— Given text —
·····
What kind of crocodile is Tyrannoneustes lythrodectikos?

Tyrannoneustes  lythrodectikos or ‘tyrant swimmer’, a marine crocodile that looked part shark and part sinister dolphin, has been identified as one of the world’s oldest-known “super predators”, meaning carnivores that can feed on prey that’s as large or larger than themselves.

“It is the oldest-known metriorhynchid macrophage- an animal that was adapted to feeding on large-bodied prey,” says Mark Young of the University of Edinburgh’s School of Biological Sciences. The term ‘metriorhynchid’ refers to a group of marine crocodiles that were superficially similar to living dolphins. “During the Middle Callovian Age 165 million years ago, much of Europe was covered by a shallow sea, creating a chain of large to small islands. Tyrannoneustes lived in this shallow sea, along with numerous other marine reptiles.”
·····
Dataset entries
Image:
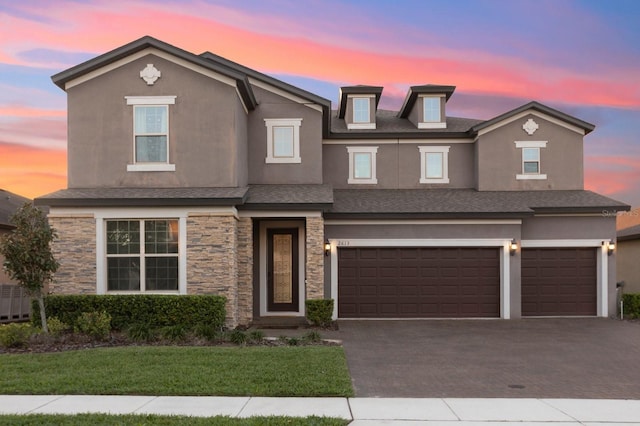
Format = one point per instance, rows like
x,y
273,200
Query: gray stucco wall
x,y
202,135
398,165
309,171
499,161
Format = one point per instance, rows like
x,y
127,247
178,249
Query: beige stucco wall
x,y
309,170
204,142
628,265
499,161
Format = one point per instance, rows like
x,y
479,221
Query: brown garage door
x,y
559,282
418,282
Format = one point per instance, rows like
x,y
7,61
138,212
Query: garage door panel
x,y
420,282
559,282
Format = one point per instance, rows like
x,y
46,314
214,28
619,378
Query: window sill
x,y
363,181
531,177
154,167
443,180
425,125
356,126
275,160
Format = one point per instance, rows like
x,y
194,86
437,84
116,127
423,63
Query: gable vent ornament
x,y
530,126
150,74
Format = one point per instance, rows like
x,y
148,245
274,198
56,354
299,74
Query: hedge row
x,y
156,310
631,303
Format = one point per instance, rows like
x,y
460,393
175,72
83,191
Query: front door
x,y
282,270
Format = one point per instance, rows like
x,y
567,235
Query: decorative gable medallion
x,y
530,126
150,74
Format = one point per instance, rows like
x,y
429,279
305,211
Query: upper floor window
x,y
150,133
361,113
142,255
434,164
531,164
283,140
432,113
362,164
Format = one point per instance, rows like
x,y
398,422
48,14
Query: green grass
x,y
151,370
104,419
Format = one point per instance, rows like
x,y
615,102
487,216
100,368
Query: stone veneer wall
x,y
315,258
245,270
212,259
75,250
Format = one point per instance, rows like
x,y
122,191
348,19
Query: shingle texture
x,y
464,202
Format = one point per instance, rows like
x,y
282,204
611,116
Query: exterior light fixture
x,y
513,247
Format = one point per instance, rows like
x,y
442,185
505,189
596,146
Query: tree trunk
x,y
43,316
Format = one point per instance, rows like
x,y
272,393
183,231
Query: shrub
x,y
631,304
141,332
15,335
56,327
174,333
312,336
319,312
94,324
158,310
238,337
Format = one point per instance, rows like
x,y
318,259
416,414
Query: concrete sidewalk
x,y
363,411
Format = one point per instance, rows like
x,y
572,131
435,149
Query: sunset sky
x,y
579,56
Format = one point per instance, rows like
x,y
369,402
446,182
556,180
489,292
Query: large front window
x,y
142,255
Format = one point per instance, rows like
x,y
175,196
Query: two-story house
x,y
191,174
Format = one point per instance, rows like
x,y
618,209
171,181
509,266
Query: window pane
x,y
432,109
150,119
123,274
161,236
161,273
531,167
361,110
530,154
283,141
434,165
151,149
362,165
123,237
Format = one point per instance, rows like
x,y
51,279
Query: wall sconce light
x,y
513,247
611,246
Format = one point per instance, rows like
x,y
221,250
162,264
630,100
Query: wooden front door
x,y
282,270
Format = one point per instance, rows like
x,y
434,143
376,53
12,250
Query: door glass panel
x,y
282,266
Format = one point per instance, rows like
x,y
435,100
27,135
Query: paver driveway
x,y
537,358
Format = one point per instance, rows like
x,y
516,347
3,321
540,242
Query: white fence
x,y
15,305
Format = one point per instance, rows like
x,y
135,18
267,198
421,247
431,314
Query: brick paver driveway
x,y
537,358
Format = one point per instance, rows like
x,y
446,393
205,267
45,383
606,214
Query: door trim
x,y
264,225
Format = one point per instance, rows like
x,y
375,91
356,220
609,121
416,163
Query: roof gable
x,y
535,108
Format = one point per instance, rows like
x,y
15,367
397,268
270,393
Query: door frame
x,y
264,225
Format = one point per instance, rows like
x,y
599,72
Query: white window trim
x,y
531,144
360,125
101,246
270,123
373,150
151,101
423,124
444,150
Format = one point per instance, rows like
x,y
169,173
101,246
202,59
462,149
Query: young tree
x,y
28,255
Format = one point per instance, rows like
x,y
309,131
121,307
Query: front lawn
x,y
139,420
170,370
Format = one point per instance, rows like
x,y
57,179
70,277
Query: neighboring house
x,y
628,258
191,174
9,204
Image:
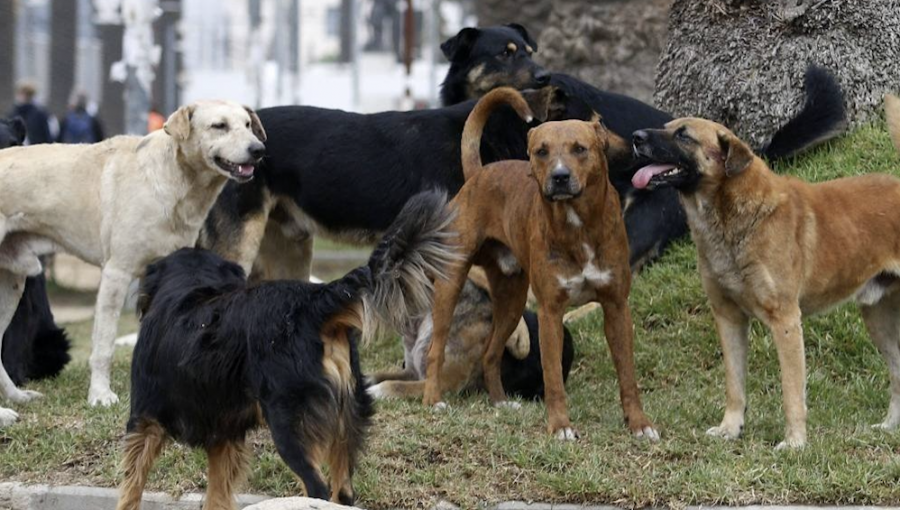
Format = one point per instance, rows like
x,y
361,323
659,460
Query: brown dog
x,y
553,222
777,248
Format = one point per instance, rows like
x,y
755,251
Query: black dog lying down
x,y
215,356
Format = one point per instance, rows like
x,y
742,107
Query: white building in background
x,y
232,52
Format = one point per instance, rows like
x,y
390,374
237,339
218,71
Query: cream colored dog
x,y
118,204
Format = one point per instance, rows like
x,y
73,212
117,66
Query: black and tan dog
x,y
214,353
778,249
554,223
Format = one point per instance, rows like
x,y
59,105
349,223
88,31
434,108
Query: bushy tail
x,y
417,248
822,117
471,140
892,113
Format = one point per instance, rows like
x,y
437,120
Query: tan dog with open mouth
x,y
553,222
777,249
118,204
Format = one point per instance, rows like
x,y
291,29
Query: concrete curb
x,y
18,496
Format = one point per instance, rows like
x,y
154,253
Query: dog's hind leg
x,y
142,448
446,295
111,297
228,463
341,471
11,288
509,296
296,446
883,323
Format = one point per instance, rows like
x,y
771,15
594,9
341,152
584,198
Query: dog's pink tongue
x,y
642,177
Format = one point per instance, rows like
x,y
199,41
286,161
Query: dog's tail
x,y
471,140
892,113
822,117
396,285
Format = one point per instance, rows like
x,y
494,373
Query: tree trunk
x,y
112,106
742,62
530,14
63,32
8,55
611,44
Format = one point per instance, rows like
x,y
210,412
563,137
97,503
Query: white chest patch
x,y
590,278
572,217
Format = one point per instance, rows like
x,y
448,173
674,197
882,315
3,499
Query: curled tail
x,y
471,140
396,285
892,113
822,117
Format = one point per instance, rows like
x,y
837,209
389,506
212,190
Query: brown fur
x,y
141,450
777,249
503,213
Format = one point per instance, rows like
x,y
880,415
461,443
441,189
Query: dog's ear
x,y
457,47
601,132
525,35
256,125
738,155
17,126
178,125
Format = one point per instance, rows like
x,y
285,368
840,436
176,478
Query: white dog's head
x,y
222,134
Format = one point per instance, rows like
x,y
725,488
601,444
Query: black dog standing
x,y
213,353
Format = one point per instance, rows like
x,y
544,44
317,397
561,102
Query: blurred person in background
x,y
37,120
79,125
155,120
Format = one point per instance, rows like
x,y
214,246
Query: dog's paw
x,y
791,444
567,434
7,417
508,404
648,433
376,391
21,396
725,431
102,398
889,423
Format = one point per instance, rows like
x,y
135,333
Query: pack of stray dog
x,y
526,186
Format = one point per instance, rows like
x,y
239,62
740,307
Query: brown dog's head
x,y
567,156
687,153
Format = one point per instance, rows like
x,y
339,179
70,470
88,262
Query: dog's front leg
x,y
11,288
733,327
788,334
110,299
550,333
619,331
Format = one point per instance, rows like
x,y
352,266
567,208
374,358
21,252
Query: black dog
x,y
214,353
652,219
346,175
33,346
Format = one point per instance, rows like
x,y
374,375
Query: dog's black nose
x,y
560,176
640,137
257,151
542,77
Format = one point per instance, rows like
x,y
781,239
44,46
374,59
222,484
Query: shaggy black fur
x,y
525,377
653,219
211,348
33,346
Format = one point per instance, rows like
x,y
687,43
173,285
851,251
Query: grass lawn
x,y
474,455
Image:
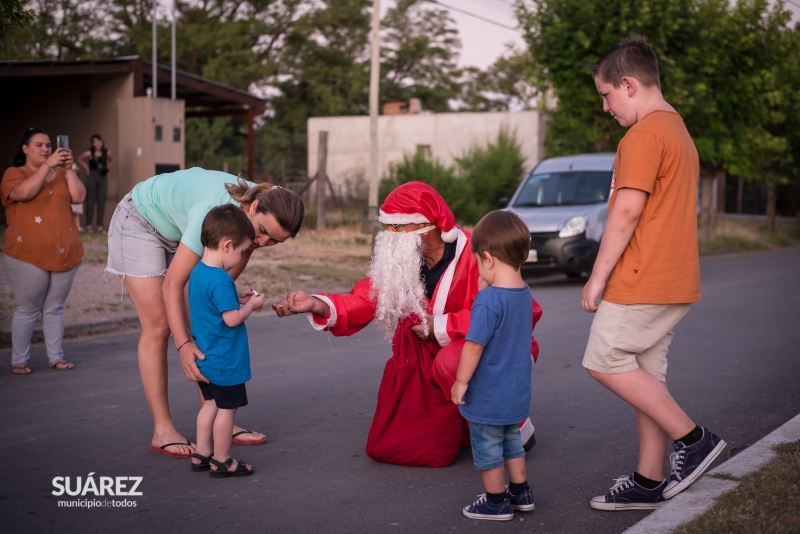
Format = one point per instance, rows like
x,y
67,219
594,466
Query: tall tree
x,y
419,55
13,16
720,96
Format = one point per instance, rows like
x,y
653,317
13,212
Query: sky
x,y
483,42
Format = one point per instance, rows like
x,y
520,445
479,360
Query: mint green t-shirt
x,y
177,202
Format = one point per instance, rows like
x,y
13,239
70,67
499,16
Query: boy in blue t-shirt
x,y
493,383
217,315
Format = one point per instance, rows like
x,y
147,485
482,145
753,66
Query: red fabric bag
x,y
414,423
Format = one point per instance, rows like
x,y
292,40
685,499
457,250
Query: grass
x,y
765,502
742,235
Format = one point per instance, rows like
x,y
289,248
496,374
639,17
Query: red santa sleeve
x,y
349,312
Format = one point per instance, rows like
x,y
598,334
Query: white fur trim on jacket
x,y
331,319
402,218
443,291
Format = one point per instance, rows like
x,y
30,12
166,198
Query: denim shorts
x,y
135,248
492,445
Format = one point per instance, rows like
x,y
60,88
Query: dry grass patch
x,y
765,502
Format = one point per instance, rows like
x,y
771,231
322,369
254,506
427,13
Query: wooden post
x,y
322,161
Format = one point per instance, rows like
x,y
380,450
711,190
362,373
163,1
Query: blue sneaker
x,y
483,509
688,463
628,495
522,502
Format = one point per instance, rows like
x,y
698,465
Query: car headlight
x,y
574,226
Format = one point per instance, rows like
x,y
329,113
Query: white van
x,y
564,202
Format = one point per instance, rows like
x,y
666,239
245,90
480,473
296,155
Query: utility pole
x,y
374,78
173,50
155,56
322,169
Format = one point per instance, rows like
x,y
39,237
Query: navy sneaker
x,y
688,463
522,502
483,509
628,495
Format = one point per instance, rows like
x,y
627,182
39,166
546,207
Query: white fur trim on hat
x,y
450,236
402,218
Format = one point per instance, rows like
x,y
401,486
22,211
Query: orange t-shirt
x,y
660,265
41,231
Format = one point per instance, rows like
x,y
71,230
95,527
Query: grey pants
x,y
37,291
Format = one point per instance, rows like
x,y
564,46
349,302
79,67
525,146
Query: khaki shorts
x,y
627,337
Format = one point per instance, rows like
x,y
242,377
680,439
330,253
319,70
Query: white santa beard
x,y
397,288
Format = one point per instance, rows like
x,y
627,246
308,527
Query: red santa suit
x,y
415,423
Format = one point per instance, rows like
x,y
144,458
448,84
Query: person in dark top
x,y
96,162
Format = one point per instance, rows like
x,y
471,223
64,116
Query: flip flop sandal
x,y
163,450
203,465
237,441
62,365
222,469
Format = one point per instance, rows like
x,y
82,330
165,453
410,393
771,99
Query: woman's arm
x,y
30,187
174,302
77,191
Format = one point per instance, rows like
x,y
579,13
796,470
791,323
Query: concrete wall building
x,y
113,97
444,136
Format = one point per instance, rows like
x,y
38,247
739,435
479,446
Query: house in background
x,y
113,97
405,130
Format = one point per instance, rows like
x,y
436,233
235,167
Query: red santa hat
x,y
419,203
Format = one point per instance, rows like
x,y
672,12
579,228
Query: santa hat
x,y
418,203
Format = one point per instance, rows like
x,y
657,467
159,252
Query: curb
x,y
701,496
80,330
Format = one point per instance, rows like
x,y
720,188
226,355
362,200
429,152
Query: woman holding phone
x,y
42,250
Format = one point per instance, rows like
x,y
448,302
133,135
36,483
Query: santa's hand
x,y
457,393
419,331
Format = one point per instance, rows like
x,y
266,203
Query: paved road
x,y
734,367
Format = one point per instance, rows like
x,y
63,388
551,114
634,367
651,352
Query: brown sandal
x,y
20,369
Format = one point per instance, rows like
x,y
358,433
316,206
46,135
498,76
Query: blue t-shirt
x,y
211,292
177,202
499,391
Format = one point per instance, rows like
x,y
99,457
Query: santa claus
x,y
419,289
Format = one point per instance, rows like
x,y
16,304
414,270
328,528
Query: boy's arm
x,y
621,223
236,317
470,356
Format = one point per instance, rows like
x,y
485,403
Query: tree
x,y
507,85
722,97
13,17
419,55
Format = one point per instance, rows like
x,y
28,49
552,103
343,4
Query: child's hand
x,y
457,393
257,299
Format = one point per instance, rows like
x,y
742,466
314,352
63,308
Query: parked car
x,y
564,202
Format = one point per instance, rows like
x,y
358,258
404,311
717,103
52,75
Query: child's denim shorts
x,y
492,445
135,248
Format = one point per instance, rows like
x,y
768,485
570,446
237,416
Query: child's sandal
x,y
222,468
203,464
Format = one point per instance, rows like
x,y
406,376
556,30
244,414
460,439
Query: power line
x,y
474,15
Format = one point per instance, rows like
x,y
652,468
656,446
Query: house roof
x,y
201,95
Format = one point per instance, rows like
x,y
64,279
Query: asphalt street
x,y
733,367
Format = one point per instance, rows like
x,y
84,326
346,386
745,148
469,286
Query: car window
x,y
565,189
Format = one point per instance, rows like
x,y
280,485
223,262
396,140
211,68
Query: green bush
x,y
481,177
494,171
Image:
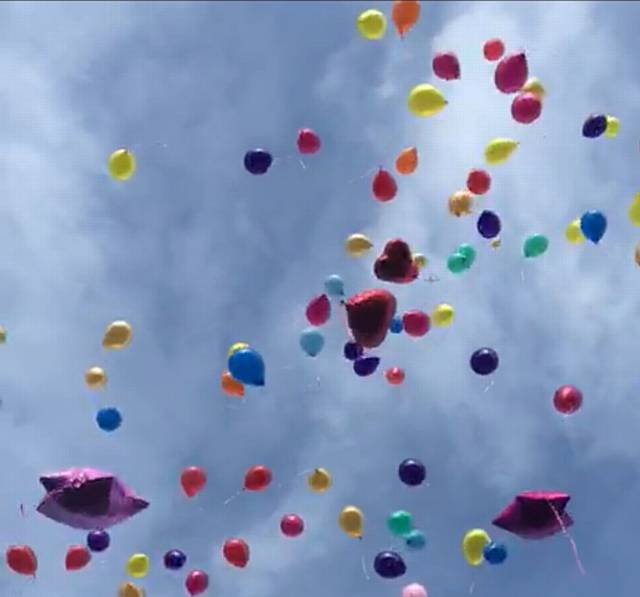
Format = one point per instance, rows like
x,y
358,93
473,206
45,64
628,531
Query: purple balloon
x,y
489,224
365,365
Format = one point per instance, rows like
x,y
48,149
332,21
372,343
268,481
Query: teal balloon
x,y
535,245
311,341
400,523
247,366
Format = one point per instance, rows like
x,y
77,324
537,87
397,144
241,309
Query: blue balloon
x,y
312,342
593,225
247,366
334,285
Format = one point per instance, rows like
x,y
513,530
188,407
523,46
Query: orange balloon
x,y
405,14
407,161
231,386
·····
— Problem statement —
In the text about Tyrannoneustes, what does the term "metriorhynchid" refer to? The dataset entries are separate material and not part of the text about Tyrannoneustes.

— Solution —
A group of marine crocodiles that were superficially similar to living dolphins.